_Text excerpt_
Item 5.02. Appointment of Certain Officers; Election of Directors; Departure of
Directors or Certain Officers; Compensatory Arrangements of Certain Officers.
Election of Sergio Pedreiro as Chief Operating Officer. On December 16, 2019,
the Board of Directors of Revlon Consumer Products Corporation ("RCPC"), and on
January 2, 2020 the Board of Directors of Revlon, Inc. ("Revlon" and together
with RCPC and its subsidiaries, the "Company"), elected Sergio Pedreiro as
Revlon's and RCPC's Chief Operating Officer, effective January 8, 2020 (the
"Effective Date"), which appointment the Company publicly announced on January
6, 2020.
Prior to his appointment as the Company's Chief Operating Officer, Sergio
Pedreiro served since 2015 as Chief Executive Officer of Estre Ambiental S.A., a
NASDQ-listed waste management company based in Brazil, which he joined as a
director in 2011. Now with more than 20 years of comprehensive global financial
experience, Mr. Pedreiro served as an associate partner on the private equity
team at BTG Pactual from April 2014 to January 2018. From February 2009 to March
2014, Mr. Pedreiro served as Chief Financial Officer and as a member of the
Executive Committee of Coty Inc., overseeing strategic leadership for corporate
finance, planning and budgeting, treasury, tax and fiscal management and
information technologies. Prior to that position, Mr. Pedreiro served from 2002
to 2008 as Chief Financial Officer and Investor Relations Officer at ALL-América
Latina Logística S.A., a publicly-traded logistics company in Brazil. Prior to
that, Mr. Pedreiro was an Investment Officer with GP Investment, a private
equity firm in Brazil. Mr. Pedreiro began his career as a business consultant at
McKinsey & Company in Brazil and was also previously an intern at Goldman Sachs
in New York. From 2016 to 2017, Mr. Pedreiro served on the board of directors of
Advanced Disposal Inc., a NYSE-listed waste management company. Mr. Pedreiro
received a Bachelor's Degree with honors in Aeronautical Engineering from
ITA--Instituto Tecnológico de Aeronáutica in 1988 and in 1996 received a Master
of Business Administration degree from the Stanford University Graduate School
of Business.

_Stored records_
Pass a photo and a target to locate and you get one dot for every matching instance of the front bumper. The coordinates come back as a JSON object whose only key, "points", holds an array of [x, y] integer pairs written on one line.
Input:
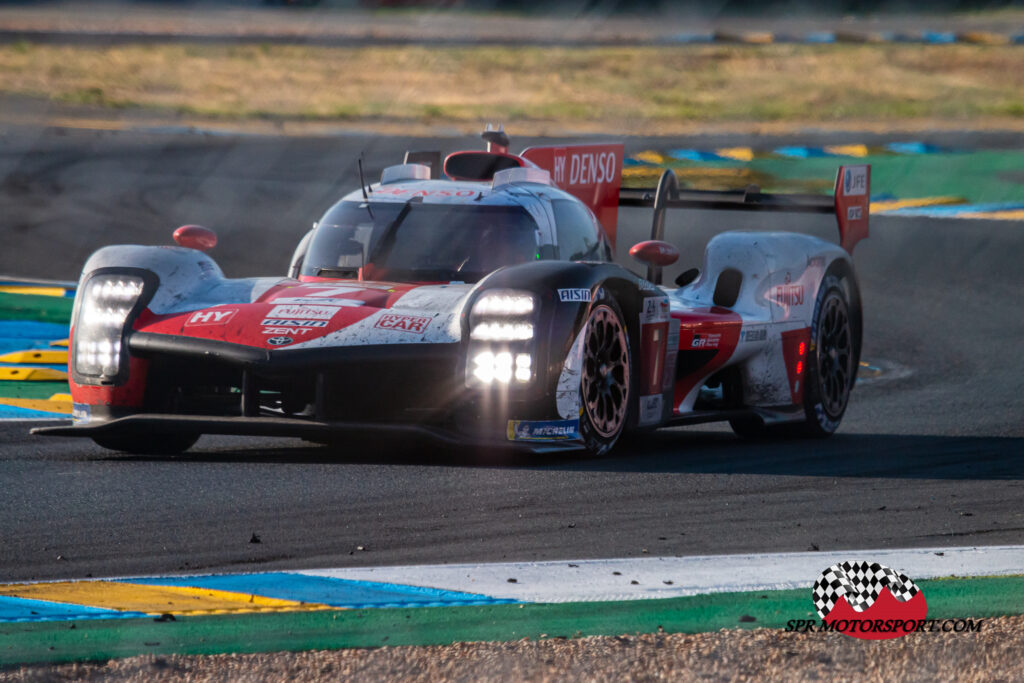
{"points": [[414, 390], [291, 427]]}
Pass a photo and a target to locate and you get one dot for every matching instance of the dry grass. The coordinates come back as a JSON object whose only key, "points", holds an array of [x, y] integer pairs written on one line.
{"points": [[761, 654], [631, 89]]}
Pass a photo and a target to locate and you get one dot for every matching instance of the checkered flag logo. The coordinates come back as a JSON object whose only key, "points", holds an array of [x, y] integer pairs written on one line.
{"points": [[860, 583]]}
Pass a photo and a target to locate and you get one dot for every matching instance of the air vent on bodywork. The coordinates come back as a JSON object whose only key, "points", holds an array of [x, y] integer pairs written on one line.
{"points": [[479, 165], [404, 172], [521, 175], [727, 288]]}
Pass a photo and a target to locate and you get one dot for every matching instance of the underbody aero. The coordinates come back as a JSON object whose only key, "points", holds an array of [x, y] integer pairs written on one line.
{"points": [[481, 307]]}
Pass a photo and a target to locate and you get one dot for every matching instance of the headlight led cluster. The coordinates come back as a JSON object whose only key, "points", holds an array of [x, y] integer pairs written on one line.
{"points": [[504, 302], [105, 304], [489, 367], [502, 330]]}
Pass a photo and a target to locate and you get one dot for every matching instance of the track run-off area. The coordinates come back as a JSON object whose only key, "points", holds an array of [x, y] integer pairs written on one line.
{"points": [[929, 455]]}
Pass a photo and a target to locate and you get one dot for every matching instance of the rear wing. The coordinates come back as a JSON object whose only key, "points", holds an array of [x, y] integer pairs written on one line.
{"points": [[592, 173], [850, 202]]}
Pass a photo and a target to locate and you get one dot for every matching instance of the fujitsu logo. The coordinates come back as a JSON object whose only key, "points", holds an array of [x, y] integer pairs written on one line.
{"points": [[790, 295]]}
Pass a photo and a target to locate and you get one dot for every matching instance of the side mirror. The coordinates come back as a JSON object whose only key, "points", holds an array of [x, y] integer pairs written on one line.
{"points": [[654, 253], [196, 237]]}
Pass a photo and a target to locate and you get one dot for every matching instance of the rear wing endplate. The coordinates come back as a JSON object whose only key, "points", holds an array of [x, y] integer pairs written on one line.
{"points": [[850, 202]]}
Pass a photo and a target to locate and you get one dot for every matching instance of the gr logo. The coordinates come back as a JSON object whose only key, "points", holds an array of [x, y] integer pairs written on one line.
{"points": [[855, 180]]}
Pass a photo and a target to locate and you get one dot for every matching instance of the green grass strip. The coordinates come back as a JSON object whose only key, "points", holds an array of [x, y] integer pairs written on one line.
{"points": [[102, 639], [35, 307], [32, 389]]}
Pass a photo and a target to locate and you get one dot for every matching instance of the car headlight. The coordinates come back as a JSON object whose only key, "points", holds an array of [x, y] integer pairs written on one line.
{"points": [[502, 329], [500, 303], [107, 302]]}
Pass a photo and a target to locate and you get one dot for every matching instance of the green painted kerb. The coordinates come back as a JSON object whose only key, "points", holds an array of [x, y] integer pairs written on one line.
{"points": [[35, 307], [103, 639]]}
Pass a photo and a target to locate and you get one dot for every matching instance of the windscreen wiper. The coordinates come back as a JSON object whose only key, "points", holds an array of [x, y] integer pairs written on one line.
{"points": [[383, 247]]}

_What to work on_
(1) In the filing excerpt on Sergio Pedreiro's appointment, turn the paragraph beginning "Prior to his appointment as the Company's Chief Operating Officer" into a bulleted list that keeps its main facts.
(2) Continue the filing excerpt on Sergio Pedreiro's appointment from the point where it ends.

_Expected outputs_
(1)
- Chief Executive Officer of Estre Ambiental S.A., a listed Brazilian waste management company, since 2015; joined it as a director in 2011
- More than 20 years of global financial experience
- Associate partner on the private equity team at BTG Pactual, April 2014 to January 2018
- Chief Financial Officer and Executive Committee member at Coty Inc., February 2009 to March 2014, overseeing corporate finance, planning and budgeting, treasury, tax and fiscal management, and information technologies
- Chief Financial Officer and Investor Relations Officer at ALL-América Latina Logística S.A., a publicly traded Brazilian logistics company, 2002 to 2008
- Earlier, Investment Officer at GP Investment, a Brazilian private equity firm
- Started as a business consultant at McKinsey & Company in Brazil; was also an intern at Goldman Sachs in New York
- Board member of Advanced Disposal Inc., a NYSE-listed waste management company, 2016 to 2017
- Bachelor's Degree with honors in Aeronautical Engineering from ITA (Instituto Tecnológico de Aeronáutica), 1988; MBA from the Stanford University Graduate School of Business, 1996

(2)
To reflect his roles and responsibilities, on December 16, 2019 RCPC entered
into an employment agreement with Mr. Pedreiro (the "Employment Agreement"),
with the term commencing as of the Effective Date and continuing on an at-will
basis until terminated by either party, subject to the terms and conditions of
the Employment Agreement. Revlon executed such agreement effective as of January
2, 2020. Mr. Pedreiro's Employment Agreement provides that he will serve as the
Company's Chief Operating Officer at an annual base salary of not less than
$820,000, with a target annual bonus opportunity of 100% of his base salary (the
"Target Bonus"), with the possibility of exceeding such amount based upon the
Company's and/or his over-achievement of the applicable performance objectives.
Pursuant to his Employment Agreement, Mr. Pedreiro's annual bonus for 2020
will not be less than $820,000 and he will receive a $780,000 sign-on bonus to
be paid 50% on the first payroll date following the Effective Date and 50% on
the first payroll date after May 4, 2020, subject to his continued employment on
each such payment date; provided, however, if within 24 months of the Effective
Date, his employment terminates other than by the Company without cause, Mr.
Pedreiro will be required to repay the full amount of the sign-on bonus paid to
him, on a net after-tax basis, by no later than 10 days following any such
termination date. Commencing in 2020, Mr. Pedreiro will participate in the
Company's long-term incentive program ("LTIP"), with his 2020 LTIP having a
target value of $2,200,000. Mr. Pedreiro is also eligible to participate in
other benefit and perquisites plans generally made available to the Company's
other senior executives at his level.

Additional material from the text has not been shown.